(Referring expression data)
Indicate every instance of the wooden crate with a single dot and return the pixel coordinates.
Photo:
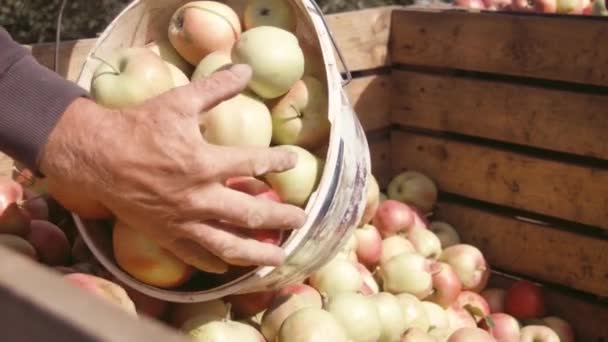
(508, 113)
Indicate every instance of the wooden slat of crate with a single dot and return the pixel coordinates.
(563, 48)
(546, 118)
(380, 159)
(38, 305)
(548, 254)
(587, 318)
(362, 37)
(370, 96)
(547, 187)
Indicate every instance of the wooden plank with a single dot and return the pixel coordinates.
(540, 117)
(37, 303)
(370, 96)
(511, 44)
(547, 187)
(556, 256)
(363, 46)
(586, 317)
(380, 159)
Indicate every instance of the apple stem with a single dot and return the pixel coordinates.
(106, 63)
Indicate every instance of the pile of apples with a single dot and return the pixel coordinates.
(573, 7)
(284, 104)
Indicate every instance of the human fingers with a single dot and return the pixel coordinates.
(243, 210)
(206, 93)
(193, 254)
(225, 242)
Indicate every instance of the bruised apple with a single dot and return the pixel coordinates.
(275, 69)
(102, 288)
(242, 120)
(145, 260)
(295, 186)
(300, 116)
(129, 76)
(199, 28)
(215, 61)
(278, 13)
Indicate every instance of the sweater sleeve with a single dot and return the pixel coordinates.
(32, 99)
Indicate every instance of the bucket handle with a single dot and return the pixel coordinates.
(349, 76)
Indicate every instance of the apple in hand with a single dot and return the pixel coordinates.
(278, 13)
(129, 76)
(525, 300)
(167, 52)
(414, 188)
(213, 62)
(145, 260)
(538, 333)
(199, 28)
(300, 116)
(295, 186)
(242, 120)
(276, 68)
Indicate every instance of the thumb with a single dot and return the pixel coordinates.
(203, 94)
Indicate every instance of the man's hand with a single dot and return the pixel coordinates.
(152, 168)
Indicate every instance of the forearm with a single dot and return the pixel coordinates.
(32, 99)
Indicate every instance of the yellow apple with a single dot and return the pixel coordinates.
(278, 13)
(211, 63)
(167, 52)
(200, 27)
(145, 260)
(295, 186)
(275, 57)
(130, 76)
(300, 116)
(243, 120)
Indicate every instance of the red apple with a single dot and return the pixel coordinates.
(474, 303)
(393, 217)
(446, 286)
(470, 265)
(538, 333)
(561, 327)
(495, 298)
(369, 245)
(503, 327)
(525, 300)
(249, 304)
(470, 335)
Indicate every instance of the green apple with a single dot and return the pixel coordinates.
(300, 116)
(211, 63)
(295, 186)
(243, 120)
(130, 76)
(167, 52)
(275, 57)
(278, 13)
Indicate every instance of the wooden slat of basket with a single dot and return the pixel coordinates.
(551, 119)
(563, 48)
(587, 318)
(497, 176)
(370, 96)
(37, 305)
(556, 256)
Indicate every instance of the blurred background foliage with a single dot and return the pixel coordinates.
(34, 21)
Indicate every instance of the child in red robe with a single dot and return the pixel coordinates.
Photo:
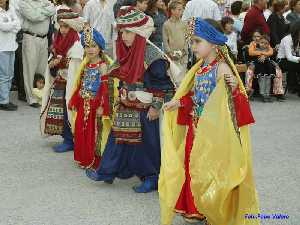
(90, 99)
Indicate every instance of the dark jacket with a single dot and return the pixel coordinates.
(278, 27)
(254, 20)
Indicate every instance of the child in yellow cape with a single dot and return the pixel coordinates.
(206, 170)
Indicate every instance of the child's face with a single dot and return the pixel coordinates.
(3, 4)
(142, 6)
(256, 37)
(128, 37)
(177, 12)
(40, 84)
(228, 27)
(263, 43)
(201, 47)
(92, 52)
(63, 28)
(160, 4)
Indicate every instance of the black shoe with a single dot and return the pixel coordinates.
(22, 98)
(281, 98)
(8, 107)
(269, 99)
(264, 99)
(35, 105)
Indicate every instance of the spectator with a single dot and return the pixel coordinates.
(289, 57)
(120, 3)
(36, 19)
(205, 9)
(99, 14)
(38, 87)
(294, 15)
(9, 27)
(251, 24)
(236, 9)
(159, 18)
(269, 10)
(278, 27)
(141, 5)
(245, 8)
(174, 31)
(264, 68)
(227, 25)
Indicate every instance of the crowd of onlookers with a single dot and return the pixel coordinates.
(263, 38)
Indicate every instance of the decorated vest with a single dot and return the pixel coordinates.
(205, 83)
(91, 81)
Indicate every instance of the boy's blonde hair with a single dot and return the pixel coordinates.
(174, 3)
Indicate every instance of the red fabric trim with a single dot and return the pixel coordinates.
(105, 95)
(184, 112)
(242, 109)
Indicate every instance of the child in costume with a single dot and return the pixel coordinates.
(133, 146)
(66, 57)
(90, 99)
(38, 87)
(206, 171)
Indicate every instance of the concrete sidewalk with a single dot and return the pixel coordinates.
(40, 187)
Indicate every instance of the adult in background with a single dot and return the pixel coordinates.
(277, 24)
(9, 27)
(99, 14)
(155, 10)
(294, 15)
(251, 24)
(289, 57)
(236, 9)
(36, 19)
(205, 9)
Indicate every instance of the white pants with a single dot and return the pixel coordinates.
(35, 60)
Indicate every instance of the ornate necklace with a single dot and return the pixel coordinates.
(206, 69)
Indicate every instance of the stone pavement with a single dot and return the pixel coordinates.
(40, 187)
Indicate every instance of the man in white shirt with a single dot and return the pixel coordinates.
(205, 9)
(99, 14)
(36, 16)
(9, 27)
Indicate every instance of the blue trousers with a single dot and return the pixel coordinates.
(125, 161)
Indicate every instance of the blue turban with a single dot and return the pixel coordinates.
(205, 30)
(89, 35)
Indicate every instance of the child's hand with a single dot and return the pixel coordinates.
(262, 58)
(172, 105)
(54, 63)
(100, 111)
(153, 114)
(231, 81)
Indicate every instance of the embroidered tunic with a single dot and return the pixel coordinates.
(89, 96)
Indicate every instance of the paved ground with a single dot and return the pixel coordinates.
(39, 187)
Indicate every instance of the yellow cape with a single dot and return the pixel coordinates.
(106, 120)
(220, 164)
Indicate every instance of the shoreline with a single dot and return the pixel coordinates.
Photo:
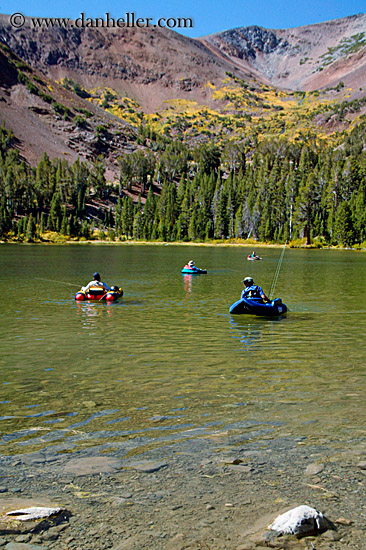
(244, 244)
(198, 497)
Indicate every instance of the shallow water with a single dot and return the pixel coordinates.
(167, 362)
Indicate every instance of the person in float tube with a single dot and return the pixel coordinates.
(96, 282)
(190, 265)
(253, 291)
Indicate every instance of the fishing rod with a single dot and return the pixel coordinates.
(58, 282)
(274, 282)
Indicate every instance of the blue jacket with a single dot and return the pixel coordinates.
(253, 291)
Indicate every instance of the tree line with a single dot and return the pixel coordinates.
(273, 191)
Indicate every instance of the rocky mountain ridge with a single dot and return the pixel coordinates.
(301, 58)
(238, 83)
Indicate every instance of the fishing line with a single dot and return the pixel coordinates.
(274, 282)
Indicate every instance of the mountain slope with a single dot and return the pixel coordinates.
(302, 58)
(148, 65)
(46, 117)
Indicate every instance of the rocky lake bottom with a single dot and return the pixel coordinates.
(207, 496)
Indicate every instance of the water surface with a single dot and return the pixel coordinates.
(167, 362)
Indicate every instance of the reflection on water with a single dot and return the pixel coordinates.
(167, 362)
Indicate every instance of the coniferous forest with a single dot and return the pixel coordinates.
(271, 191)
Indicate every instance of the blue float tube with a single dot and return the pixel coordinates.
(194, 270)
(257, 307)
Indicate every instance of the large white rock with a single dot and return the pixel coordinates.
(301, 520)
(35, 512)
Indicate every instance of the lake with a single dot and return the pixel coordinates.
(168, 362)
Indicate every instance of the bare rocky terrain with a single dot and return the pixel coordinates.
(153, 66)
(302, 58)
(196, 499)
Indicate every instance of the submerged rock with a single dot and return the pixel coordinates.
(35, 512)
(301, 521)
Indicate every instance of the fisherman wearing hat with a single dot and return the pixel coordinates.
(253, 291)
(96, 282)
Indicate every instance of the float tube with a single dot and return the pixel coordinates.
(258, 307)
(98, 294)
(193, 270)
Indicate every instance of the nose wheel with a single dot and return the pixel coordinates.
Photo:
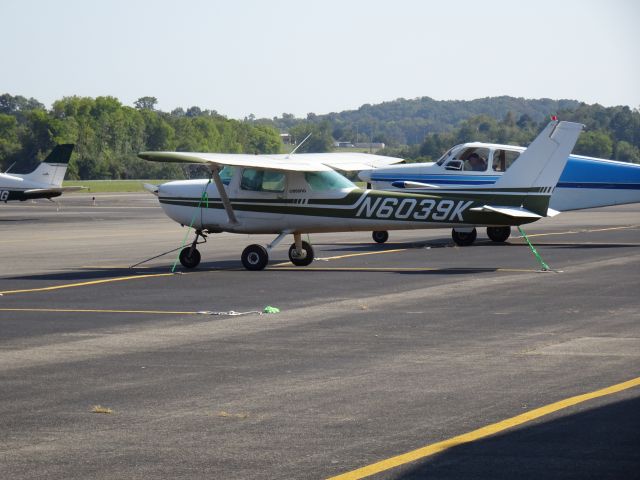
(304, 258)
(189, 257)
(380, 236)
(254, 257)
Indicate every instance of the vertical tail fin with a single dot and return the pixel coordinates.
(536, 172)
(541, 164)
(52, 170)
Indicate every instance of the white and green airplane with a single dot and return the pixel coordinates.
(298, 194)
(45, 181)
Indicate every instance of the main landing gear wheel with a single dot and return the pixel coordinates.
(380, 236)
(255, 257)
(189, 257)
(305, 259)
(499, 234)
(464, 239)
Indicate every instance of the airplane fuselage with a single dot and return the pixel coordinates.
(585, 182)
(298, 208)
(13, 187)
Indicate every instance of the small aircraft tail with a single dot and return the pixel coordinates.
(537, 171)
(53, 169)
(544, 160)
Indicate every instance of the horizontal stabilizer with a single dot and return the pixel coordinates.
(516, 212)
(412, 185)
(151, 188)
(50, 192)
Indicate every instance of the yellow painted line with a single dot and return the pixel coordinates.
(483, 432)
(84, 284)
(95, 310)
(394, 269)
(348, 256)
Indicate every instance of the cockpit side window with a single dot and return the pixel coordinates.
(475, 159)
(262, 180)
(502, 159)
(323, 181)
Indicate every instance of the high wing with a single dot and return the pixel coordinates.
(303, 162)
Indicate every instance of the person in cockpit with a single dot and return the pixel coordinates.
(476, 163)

* [What is required] Starting from the line with "Indicate every instance of the yellow painted" and ending with the final line of the data, quote every line exactly, both ends included.

* [Reply]
Indicate every instance of the yellow painted line with a single dot and return the pixel coordinates.
(483, 432)
(84, 284)
(95, 310)
(394, 269)
(348, 256)
Indicate every instance of the cockpit side window with a single dot and return the pixel coordinates.
(475, 159)
(262, 180)
(502, 159)
(323, 181)
Indicate every instance of the high wing with a single dot and return the pixel coordinates.
(303, 162)
Indicate every instance of the person in cockpit with a single dot and return the pixel coordinates.
(476, 163)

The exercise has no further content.